Stated goal: Return every line of the items below that contains the word "hair". Case counts.

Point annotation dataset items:
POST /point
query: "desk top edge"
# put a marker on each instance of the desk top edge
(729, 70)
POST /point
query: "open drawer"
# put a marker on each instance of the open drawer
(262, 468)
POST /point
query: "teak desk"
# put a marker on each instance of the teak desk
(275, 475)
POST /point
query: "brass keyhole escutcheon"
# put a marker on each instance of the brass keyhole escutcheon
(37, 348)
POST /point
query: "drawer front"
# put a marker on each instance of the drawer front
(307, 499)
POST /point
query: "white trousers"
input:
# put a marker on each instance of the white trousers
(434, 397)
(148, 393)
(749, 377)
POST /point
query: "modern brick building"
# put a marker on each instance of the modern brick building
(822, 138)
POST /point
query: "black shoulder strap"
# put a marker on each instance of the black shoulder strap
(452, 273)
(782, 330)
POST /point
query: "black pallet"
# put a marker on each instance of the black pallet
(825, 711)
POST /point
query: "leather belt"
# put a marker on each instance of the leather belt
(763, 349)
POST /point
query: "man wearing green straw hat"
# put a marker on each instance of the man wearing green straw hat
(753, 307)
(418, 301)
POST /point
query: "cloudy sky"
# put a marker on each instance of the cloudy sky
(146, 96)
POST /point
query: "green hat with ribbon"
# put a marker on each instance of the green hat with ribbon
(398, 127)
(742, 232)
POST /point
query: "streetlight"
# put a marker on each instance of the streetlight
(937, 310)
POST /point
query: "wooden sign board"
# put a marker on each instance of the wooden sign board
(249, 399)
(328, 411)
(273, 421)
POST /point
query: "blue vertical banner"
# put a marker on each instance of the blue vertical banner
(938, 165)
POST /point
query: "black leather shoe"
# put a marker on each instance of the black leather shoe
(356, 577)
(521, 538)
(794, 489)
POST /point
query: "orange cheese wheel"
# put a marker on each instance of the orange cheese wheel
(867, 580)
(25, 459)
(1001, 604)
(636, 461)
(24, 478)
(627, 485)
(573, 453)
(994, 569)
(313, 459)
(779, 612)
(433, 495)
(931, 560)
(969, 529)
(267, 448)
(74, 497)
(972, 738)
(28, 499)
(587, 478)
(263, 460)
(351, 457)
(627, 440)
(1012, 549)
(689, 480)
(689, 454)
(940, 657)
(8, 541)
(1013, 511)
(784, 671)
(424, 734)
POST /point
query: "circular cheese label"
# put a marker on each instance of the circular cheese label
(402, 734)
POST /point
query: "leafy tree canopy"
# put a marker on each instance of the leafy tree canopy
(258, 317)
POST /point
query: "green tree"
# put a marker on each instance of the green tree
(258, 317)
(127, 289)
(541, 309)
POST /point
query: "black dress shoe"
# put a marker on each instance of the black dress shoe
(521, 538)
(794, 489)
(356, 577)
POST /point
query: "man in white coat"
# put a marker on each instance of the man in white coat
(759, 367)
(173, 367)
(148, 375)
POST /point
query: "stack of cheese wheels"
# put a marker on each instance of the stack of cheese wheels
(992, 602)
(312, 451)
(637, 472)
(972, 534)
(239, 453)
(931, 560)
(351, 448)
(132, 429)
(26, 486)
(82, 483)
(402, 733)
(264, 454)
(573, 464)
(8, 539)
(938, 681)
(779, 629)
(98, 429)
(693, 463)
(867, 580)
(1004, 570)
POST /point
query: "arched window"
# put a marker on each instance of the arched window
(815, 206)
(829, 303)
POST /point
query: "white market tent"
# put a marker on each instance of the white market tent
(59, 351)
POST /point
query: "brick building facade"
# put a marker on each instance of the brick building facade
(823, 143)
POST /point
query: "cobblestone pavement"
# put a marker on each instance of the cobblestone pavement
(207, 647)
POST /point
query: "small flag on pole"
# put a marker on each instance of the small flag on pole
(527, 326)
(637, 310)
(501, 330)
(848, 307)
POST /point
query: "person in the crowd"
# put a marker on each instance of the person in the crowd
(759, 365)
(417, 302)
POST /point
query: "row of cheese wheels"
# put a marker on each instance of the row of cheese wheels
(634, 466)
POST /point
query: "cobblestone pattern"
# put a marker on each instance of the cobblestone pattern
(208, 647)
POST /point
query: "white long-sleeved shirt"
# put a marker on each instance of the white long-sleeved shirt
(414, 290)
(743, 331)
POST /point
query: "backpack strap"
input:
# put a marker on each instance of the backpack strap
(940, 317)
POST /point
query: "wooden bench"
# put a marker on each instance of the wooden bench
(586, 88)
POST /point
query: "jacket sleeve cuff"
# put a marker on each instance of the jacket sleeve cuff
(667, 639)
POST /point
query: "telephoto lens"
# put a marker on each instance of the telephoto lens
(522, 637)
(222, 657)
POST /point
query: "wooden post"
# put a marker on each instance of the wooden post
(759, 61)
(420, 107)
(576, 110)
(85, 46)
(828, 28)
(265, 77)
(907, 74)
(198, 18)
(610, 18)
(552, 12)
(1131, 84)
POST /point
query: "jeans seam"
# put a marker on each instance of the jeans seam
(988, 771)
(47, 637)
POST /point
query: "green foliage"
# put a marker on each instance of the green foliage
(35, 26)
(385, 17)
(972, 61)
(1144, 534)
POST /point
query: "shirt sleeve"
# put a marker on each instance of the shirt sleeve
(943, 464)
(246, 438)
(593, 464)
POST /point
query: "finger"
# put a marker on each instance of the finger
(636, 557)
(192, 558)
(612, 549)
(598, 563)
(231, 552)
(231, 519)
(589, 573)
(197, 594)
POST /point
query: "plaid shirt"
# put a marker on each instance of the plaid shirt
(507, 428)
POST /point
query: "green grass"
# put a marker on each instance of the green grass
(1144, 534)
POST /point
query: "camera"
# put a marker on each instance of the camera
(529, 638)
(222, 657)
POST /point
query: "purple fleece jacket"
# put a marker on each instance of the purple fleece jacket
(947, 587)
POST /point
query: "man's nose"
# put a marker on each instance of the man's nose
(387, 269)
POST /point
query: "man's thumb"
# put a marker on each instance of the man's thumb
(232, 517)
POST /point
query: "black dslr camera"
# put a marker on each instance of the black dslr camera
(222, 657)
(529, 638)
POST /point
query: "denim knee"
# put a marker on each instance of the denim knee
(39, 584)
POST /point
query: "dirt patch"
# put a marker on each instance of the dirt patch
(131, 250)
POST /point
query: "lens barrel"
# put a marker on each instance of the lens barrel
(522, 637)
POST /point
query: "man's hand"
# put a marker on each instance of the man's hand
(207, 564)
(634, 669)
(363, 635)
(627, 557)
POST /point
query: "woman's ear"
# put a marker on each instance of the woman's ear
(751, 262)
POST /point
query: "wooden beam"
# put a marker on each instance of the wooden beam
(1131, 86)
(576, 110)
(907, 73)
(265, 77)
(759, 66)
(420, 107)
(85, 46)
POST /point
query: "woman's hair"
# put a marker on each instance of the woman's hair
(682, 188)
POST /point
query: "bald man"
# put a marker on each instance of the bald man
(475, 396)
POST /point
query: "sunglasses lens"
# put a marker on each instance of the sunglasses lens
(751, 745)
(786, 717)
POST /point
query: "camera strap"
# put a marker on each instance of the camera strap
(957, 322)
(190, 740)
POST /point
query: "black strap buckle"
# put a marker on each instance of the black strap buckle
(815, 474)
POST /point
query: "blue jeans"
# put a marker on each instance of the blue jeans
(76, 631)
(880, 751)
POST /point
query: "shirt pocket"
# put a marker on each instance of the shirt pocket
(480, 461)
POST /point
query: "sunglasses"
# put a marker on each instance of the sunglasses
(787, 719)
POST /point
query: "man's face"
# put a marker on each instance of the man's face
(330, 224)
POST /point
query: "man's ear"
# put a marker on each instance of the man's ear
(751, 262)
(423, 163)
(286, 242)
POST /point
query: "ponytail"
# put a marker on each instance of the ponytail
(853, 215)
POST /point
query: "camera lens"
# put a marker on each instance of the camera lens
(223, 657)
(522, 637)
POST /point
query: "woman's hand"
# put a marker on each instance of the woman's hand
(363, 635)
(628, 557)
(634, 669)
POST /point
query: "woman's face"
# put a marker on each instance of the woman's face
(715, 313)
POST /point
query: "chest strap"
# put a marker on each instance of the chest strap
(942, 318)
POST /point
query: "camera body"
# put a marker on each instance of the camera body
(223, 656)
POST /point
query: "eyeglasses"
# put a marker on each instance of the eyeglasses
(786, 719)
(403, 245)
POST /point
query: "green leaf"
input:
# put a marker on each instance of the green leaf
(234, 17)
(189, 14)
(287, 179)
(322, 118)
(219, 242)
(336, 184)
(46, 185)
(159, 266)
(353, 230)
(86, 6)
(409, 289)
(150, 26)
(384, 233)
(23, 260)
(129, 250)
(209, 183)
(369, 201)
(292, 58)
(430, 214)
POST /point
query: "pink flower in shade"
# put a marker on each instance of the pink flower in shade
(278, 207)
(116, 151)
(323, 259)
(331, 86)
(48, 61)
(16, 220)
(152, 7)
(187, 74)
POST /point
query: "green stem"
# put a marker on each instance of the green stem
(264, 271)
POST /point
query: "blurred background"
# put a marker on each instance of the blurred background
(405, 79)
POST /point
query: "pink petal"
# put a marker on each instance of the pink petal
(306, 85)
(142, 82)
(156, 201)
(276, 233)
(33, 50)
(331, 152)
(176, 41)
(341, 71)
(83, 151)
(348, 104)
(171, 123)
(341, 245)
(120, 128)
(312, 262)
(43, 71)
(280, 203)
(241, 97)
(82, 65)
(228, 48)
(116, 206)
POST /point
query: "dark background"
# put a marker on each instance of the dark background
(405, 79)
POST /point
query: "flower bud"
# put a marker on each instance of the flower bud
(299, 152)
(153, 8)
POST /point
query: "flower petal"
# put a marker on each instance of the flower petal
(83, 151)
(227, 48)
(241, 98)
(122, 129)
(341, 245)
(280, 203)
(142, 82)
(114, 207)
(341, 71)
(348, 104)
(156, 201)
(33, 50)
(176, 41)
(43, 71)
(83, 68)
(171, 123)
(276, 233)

Exercise output:
query: "woman's hair"
# put a marker on each instance of the woman's hair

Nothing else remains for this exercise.